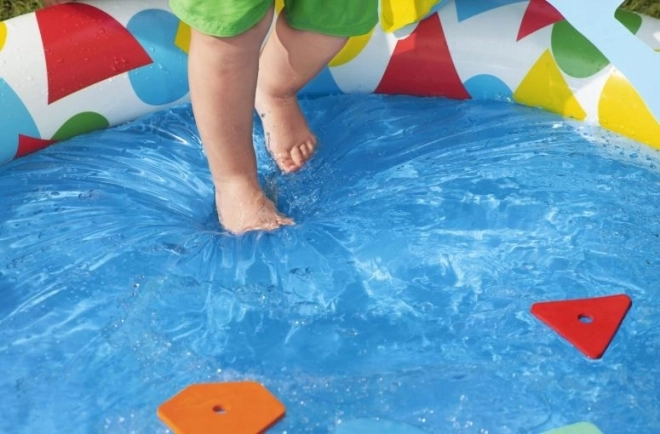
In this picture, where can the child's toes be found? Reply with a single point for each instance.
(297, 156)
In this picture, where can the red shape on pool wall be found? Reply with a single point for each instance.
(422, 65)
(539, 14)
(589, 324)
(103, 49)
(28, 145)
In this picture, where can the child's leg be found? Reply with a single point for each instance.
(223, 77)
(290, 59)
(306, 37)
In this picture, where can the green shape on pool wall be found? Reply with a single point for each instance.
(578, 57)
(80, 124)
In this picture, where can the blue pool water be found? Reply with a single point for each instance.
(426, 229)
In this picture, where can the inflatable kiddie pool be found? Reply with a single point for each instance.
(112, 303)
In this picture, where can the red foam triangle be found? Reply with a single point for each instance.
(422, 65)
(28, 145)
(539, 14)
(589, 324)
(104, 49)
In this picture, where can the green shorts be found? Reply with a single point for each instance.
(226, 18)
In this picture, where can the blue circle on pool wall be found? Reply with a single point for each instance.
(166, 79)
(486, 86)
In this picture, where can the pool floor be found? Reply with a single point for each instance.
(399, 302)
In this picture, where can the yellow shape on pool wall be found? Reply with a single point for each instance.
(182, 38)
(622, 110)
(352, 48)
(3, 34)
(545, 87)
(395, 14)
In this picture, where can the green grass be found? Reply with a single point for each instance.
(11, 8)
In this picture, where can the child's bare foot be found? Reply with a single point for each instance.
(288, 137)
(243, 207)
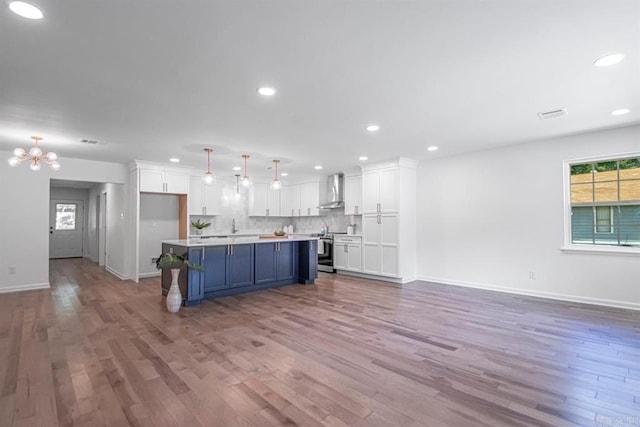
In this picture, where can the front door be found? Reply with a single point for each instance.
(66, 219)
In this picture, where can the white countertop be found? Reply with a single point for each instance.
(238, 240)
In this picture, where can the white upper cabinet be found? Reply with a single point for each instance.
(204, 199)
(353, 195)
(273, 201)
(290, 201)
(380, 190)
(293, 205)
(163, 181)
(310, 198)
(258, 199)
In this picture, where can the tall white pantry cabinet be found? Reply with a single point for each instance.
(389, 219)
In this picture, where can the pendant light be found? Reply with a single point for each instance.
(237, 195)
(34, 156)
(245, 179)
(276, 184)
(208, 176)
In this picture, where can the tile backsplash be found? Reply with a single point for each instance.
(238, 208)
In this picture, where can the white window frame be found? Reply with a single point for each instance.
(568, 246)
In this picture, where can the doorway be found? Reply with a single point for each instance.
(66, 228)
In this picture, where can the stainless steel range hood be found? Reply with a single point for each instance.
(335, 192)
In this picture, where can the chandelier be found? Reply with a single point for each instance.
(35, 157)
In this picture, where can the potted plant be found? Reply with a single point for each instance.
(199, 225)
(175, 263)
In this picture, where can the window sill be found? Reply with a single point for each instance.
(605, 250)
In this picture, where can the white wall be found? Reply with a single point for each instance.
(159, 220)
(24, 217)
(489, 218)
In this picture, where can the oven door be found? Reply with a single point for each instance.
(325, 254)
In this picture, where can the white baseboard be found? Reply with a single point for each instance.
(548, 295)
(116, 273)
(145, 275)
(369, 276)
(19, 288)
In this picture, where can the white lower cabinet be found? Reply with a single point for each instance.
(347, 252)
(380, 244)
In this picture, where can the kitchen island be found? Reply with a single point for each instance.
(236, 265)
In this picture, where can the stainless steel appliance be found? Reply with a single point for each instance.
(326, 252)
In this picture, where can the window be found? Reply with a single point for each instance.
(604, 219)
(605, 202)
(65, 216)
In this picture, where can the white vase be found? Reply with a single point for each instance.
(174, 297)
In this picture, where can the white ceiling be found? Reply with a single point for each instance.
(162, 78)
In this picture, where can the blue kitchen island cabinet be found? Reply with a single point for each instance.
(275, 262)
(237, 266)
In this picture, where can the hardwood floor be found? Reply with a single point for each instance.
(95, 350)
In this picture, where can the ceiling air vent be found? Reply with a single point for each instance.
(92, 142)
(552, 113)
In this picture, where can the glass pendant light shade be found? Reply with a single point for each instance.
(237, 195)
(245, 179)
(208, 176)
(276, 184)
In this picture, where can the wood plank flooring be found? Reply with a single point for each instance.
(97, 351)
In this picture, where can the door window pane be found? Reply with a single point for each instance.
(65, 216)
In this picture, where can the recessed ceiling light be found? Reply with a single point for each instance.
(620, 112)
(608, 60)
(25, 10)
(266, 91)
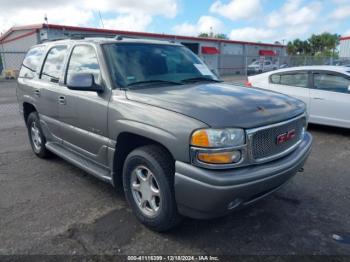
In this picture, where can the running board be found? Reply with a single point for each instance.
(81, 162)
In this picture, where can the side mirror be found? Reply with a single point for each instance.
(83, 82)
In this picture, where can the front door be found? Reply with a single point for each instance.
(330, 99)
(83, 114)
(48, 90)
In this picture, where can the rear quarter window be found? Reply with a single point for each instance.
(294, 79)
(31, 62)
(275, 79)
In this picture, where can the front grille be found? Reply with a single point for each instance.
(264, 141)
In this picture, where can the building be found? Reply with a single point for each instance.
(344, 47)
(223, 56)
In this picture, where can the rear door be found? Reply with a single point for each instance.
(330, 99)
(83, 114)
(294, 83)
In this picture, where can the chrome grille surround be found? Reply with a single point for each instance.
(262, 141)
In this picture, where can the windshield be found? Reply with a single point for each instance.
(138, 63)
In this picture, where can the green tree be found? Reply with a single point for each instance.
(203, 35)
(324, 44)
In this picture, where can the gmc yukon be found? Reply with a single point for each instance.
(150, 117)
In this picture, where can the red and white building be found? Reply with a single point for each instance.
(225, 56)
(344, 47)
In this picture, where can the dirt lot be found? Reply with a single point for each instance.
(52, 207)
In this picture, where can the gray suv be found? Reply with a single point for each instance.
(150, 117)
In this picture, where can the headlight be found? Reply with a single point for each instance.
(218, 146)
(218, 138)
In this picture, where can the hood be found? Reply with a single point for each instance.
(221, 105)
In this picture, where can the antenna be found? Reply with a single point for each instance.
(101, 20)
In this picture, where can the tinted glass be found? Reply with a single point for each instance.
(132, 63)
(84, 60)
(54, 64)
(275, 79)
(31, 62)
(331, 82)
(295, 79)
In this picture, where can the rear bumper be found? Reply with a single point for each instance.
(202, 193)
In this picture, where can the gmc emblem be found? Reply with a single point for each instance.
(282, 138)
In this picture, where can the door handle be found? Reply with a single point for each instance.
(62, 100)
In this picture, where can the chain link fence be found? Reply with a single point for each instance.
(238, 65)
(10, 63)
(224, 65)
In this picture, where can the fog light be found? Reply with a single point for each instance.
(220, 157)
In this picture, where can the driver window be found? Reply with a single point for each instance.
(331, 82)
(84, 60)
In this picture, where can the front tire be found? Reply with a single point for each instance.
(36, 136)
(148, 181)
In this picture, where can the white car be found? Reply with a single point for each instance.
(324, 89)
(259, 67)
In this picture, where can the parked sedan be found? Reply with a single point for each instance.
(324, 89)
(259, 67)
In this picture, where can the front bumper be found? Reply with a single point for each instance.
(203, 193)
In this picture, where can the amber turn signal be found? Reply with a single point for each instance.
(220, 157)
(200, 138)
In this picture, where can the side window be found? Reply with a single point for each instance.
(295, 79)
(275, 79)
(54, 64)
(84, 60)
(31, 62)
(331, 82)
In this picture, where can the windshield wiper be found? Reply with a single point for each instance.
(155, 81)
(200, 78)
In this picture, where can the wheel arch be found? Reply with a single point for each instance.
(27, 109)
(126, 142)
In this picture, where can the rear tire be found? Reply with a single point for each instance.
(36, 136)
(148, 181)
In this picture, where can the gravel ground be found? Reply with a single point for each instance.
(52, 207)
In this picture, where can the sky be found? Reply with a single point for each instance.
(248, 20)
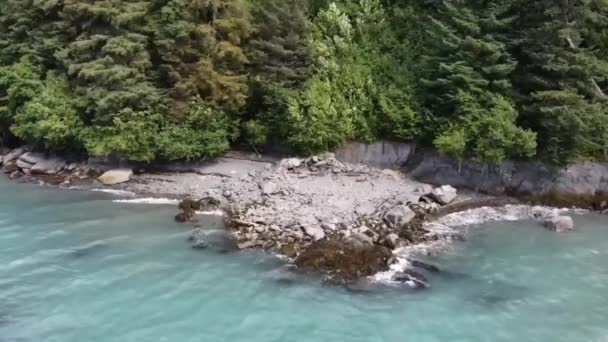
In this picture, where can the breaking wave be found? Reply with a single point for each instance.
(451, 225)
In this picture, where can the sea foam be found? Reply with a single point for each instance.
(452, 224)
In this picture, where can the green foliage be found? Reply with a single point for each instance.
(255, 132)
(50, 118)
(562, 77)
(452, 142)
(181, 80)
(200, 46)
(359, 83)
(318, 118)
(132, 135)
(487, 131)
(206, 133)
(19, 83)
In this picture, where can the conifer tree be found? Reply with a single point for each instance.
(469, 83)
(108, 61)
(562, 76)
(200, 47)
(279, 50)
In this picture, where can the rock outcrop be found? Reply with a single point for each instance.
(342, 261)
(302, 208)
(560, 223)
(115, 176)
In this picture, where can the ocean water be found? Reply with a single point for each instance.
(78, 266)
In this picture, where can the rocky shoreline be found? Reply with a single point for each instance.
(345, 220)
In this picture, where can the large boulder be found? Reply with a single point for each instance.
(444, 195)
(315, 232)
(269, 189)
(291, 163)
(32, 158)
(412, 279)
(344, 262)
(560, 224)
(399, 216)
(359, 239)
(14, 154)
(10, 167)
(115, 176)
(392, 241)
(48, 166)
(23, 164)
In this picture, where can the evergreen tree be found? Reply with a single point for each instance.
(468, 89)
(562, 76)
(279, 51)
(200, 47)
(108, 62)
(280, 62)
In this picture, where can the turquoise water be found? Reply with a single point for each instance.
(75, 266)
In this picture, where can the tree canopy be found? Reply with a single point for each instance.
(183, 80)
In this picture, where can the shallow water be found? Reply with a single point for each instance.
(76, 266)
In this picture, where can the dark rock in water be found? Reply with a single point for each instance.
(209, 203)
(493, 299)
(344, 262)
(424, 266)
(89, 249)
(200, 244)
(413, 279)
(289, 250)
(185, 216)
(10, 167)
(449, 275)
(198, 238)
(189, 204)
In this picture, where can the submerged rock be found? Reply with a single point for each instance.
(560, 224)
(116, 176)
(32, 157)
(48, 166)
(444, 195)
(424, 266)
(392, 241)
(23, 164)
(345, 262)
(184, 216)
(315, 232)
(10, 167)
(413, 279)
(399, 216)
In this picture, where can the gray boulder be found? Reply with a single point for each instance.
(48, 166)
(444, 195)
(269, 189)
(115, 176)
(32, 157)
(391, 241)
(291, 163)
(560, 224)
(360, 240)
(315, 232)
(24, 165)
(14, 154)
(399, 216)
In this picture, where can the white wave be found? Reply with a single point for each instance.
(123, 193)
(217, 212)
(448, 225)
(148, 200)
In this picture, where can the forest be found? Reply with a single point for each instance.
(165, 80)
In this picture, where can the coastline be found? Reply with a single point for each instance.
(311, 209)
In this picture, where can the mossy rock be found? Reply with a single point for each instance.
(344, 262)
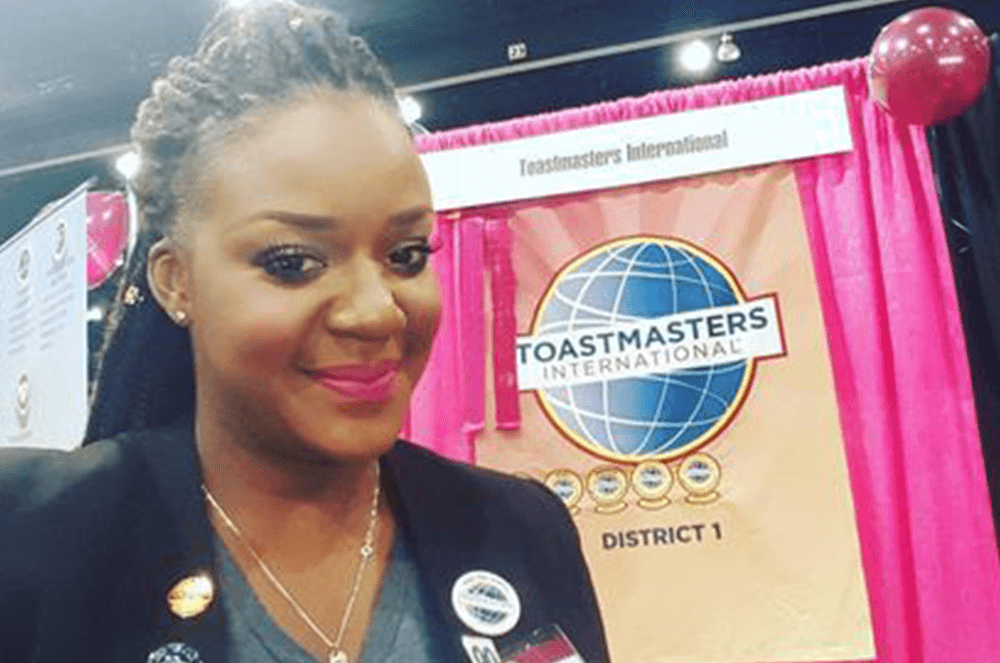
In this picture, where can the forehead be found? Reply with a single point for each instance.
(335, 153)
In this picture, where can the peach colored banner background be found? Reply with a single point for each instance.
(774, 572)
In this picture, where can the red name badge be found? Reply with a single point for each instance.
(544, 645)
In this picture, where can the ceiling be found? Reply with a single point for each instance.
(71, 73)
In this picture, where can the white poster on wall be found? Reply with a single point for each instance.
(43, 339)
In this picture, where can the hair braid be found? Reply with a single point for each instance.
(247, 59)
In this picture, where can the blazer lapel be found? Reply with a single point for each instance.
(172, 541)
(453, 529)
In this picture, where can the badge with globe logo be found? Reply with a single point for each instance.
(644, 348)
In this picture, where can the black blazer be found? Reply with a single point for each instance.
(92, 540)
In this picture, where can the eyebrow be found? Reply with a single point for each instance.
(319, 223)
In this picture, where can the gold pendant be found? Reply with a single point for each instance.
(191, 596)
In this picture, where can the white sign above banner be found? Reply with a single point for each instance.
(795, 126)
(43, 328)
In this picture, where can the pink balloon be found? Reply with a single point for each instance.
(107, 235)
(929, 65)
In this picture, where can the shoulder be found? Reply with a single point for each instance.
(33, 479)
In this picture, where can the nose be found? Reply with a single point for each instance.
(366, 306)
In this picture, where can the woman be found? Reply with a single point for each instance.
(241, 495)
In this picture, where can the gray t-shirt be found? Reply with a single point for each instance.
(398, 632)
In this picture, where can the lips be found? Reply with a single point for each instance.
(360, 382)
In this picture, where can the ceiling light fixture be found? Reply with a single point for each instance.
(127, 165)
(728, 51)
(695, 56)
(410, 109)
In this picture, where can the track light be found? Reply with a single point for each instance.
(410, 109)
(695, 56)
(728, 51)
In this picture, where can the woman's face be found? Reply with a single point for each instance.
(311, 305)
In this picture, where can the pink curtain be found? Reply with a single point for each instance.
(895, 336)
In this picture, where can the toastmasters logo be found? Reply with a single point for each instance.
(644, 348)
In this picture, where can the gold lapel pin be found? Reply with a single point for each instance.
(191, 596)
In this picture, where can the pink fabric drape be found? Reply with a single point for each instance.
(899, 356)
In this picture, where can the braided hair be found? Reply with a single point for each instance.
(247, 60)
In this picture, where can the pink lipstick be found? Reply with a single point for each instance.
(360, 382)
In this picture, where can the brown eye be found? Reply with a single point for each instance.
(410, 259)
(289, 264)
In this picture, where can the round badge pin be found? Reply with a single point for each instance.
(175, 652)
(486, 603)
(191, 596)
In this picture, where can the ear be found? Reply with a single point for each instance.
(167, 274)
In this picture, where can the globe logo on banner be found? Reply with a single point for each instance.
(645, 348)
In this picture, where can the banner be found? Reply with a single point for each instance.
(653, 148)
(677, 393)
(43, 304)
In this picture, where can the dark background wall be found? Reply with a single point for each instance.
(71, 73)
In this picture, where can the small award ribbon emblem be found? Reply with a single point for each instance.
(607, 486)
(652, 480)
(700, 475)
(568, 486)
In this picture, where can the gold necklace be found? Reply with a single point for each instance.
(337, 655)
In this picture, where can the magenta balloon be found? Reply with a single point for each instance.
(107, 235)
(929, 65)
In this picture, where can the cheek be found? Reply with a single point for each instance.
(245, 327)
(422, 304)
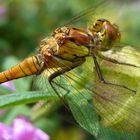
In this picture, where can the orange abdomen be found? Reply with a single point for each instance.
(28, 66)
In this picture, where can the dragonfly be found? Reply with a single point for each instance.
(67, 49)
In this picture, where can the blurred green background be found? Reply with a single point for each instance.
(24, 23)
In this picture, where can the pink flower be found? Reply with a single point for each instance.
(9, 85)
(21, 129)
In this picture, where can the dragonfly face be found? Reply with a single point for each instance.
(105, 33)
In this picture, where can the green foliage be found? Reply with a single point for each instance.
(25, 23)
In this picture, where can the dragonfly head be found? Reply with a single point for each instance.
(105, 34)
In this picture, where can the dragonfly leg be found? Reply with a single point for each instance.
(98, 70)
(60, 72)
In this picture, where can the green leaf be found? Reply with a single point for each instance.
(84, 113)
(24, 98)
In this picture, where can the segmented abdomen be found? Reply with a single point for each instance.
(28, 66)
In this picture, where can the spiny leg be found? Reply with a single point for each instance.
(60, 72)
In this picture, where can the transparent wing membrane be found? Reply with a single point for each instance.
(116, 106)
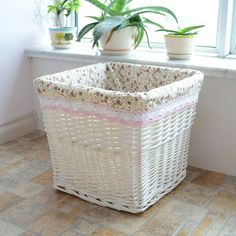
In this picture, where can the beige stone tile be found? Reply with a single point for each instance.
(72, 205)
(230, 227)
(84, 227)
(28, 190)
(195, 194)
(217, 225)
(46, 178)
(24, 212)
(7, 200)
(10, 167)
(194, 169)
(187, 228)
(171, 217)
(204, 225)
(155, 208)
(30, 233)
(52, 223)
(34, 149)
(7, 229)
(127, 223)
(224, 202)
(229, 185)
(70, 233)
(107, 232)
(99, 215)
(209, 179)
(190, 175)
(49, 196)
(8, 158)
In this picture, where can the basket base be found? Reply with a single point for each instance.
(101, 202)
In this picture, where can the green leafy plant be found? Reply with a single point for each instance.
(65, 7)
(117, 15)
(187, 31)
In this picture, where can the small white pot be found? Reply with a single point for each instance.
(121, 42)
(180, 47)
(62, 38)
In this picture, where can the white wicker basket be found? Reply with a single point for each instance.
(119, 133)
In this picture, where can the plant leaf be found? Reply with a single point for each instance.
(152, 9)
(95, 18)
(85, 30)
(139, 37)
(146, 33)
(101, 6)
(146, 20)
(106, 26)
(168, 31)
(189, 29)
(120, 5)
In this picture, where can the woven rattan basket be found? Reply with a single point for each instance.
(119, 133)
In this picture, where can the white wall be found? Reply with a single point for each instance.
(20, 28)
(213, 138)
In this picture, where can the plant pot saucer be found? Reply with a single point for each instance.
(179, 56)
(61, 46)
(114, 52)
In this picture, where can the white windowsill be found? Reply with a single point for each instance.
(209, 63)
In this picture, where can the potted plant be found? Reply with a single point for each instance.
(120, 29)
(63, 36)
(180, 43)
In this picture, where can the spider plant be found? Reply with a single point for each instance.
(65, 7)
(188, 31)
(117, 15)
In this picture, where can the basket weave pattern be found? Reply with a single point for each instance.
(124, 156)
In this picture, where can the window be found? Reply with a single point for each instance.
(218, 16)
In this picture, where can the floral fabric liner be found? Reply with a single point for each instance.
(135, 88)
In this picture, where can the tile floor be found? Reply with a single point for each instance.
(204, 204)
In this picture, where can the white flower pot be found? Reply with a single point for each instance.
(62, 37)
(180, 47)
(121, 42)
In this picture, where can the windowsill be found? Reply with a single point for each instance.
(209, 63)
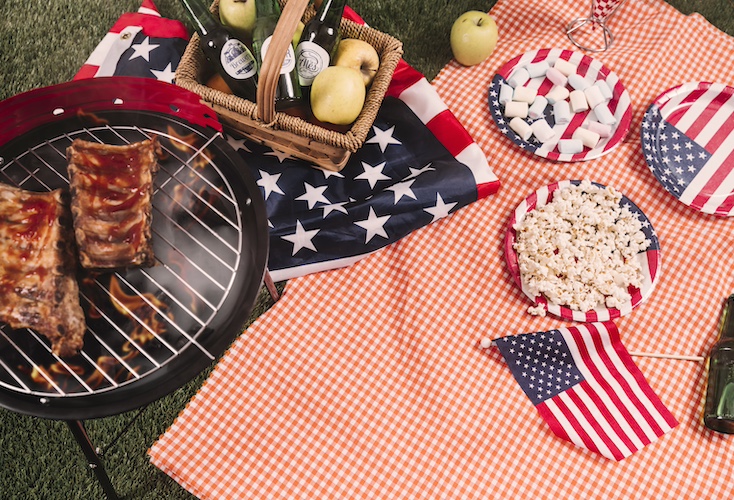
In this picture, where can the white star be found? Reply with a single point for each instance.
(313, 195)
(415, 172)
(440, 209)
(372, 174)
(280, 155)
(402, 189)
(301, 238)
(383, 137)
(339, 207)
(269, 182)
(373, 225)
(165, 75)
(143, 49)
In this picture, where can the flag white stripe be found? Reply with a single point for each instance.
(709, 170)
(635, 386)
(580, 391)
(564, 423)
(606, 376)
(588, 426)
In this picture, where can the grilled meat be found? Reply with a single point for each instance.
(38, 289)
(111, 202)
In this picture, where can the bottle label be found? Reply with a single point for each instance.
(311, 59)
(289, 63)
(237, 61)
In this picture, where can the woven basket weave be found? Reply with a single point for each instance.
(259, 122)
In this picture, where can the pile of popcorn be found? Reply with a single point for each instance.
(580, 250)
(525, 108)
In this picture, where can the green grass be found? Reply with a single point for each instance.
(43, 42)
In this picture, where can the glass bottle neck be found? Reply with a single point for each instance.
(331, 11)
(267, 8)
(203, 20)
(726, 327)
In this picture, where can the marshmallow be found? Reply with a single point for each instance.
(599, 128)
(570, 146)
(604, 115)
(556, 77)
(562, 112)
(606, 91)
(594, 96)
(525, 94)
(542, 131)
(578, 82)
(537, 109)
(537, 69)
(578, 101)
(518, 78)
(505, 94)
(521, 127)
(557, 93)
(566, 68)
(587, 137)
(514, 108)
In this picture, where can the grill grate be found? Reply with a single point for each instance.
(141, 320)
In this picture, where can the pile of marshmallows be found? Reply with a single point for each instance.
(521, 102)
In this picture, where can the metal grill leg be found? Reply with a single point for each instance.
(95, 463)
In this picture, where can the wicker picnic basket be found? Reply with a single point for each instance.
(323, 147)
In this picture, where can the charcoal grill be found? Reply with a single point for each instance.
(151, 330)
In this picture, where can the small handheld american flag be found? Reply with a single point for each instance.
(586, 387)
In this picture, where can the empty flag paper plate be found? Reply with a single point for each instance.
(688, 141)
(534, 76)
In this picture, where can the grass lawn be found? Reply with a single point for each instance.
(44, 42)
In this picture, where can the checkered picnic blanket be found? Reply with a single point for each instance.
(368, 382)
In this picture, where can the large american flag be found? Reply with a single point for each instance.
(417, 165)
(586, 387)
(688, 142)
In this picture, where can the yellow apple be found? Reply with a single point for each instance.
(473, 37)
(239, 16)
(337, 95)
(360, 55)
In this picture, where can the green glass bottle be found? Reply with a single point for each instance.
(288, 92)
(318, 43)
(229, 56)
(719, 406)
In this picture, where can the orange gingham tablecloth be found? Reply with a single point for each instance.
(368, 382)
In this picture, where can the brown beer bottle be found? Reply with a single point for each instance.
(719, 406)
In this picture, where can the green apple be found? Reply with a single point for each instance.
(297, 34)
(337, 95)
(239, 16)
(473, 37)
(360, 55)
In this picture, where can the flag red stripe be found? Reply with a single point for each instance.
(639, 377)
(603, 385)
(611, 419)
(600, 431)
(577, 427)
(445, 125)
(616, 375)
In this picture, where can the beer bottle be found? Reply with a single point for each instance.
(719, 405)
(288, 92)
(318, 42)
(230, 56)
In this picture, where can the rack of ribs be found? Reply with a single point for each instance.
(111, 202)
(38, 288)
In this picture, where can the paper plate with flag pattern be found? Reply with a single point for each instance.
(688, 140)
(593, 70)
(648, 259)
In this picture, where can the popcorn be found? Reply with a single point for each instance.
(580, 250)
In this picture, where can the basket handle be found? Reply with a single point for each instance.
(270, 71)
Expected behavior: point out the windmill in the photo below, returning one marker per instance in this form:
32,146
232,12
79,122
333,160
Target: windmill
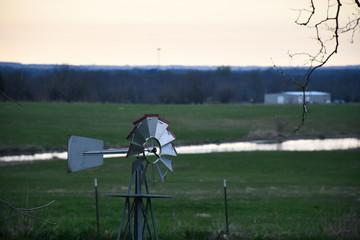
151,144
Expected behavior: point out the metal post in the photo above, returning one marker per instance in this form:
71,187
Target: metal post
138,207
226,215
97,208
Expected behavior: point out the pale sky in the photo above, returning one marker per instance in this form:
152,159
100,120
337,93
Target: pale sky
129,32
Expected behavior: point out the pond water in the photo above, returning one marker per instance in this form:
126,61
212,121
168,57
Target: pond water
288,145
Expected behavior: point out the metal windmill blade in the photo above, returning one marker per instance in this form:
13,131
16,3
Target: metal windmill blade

Problem →
Each line from the material above that mentions the word "blade" needs to be copied.

Task output →
Expected behavior: point out the metal windmill blade in the photo above, returning one marker per instance in this form:
Target: metal windmill blade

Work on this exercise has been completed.